→ Your task
Continue the passage on how cortisol specificity evolved in glucocorticoid receptors, starting after its final sentence.

→ Text
By resurrecting key ancestral proteins in MR/GR evolution, characterizing the effect of historical mutations on their functions in various combinations, and determining their crystal structures, our group was able to determine the molecular basis of the difference in MR/GR function. We found that the ancestor of all MRs and GRs (AncCR) was MR-like, with sensitivity to both aldosterone and cortisol [28]. By resurrecting successive ancestors in the GR lineage (Fig. 2), we found that cortisol specificity arose during a 40 million year period between AncGR1 (GR in the ancestor of all jawed vertebrates, which had the ancestral, MR-like phenotype) and AncGR2 (GR2 in the ancestor of bony vertebrates, which was cortisol specific). Thirty-seven amino acid changes occurred along this branch, but only five have been conserved in one state in the MRs and in another in the GRs, suggesting a key role in maintaining their different functions. We introduced these five mutations singly and in pairs into AncGR1. None of the single mutations enhanced cortisol specificity, but the combination of S106P and L111Q switched AncGR1’s preference to cortisol over aldosterone by radically reducing mineralocorticoid sensitivity. Strong epistasis was apparent: L111Q has no apparent functional effect when introduced alone, and S106P dramatically reduces activation by all ligands, but together they recapitulate a large portion of the functional switch from AncGR1 to AncGR2.

Figure 2.

Figure 2

Permissive and restrictive mutations shaped GR evolution. GRs and MRs result from an ancient gene duplication (arrow). ancCR was activated by aldosterone and cortisol (filled square, filled triangle). Cortisol specificity (open square, filled triangle) evolved between ancGR1 and ancGR2. The mutations that led to the functional change (black box) were preceded by permissive mutations (star) and followed by restrictive mutations (X). MRs do not have the permissive mutations and cannot tolerate the mutations in the black box. Human and fish GRs have restrictive mutations that do not allow reversion of the mutations in the black box to the ancestral state.

To identify the mechanism underlying this effect, we determined the X-ray crystal structures of ancestral receptors before and after the functional switch [21,22] (Figure 3A). Pro-106 causes a kink that remodels one side of the ligand-binding pocket, dramatically shifting the receptor’s helix 7 and destabilizing interactions with all ligands. Gln-111 is on the repositioned helix; in its new location, the polar side chain forms a hydrogen bond to a hydroxyl group unique to cortisol, recovering binding in a cortisol-specific manner. The cause of the interaction between these two mutations is therefore conformational: the effect of L111Q on function is determined by its spatial location, which depends on whether or not S106P has occurred.

→ Excerpted records
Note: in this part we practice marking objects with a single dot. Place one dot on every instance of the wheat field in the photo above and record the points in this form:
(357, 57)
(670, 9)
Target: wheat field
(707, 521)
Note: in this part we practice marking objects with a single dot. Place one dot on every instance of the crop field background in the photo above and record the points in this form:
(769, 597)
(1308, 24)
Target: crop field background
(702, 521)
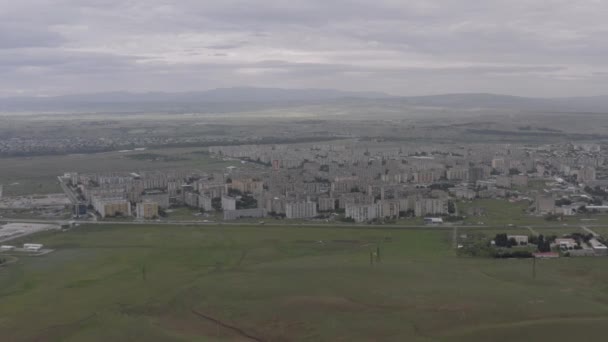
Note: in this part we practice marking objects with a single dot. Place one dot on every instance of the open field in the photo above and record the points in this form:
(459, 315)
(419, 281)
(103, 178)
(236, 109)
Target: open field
(38, 175)
(161, 283)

→ Written answer
Figure 3.

Figure 3

Structural basis for the evolution of cortisol specificity. A) Structure of AncCR (white, 2Q1H) with bound aldosterone (orange) overlaid on the structure of AncGR2 (blue, 3GN8) with bound DEX (purple), a cortisol analog. Mutation S106P disrupts a helix cap and introduces a kink at the N-terminus of helix 7, repositioning helix 7 so that Gln-111 of AncGR2 can form a cortisol-specific hydrogen bond. B) Schematic representation of restrictive mutations G114Q and L197M. The derived Gln-Met pair in AncGR2 can be tolerated in the derived conformation (right) but clash when helix 7 is in its ancestral position (left). The hydrogen-bond of Gln-111 with cortisol (purple) is shown in red.

Why do these mutations, which switch the function of the ancestral receptor, radically impair function when they are introduced into the modern MR or are reversed in the modern GR [22,41]? We found that some of the other 32 mutations that occurred between AncGR1 and AncGR2 have strong modulating effects. Specifically, three additional mutations (L29M, F98I and S212Δ) fine-tuned the derived function, eliminating all remnants of the response to mineralocorticoids and yielding a fully cortisol-specific receptor. These mutations further destabilize the receptor and cannot be tolerated, however, unless they are preceded by two permissive mutations (N26T and Q105L), which have virtually no effect on function when introduced alone. A third stabilizing permissive mutation (Y72R), which occurred earlier— between AncCR and AncGR1—is also essential for the function-switching mutations to be tolerated. Without these permissive mutations, the key mutations that historically produced a cortisol-specific receptor yield a receptor that does not activate transcription at all. These findings reveal why it has been so difficult to convert a modern MR into a GR-like protein using horizontal approaches: the MR lacks the permissive mutations that occurred in the GR lineage, so it cannot tolerate the destabilizing effects of the mutations that switched the GR’s functions.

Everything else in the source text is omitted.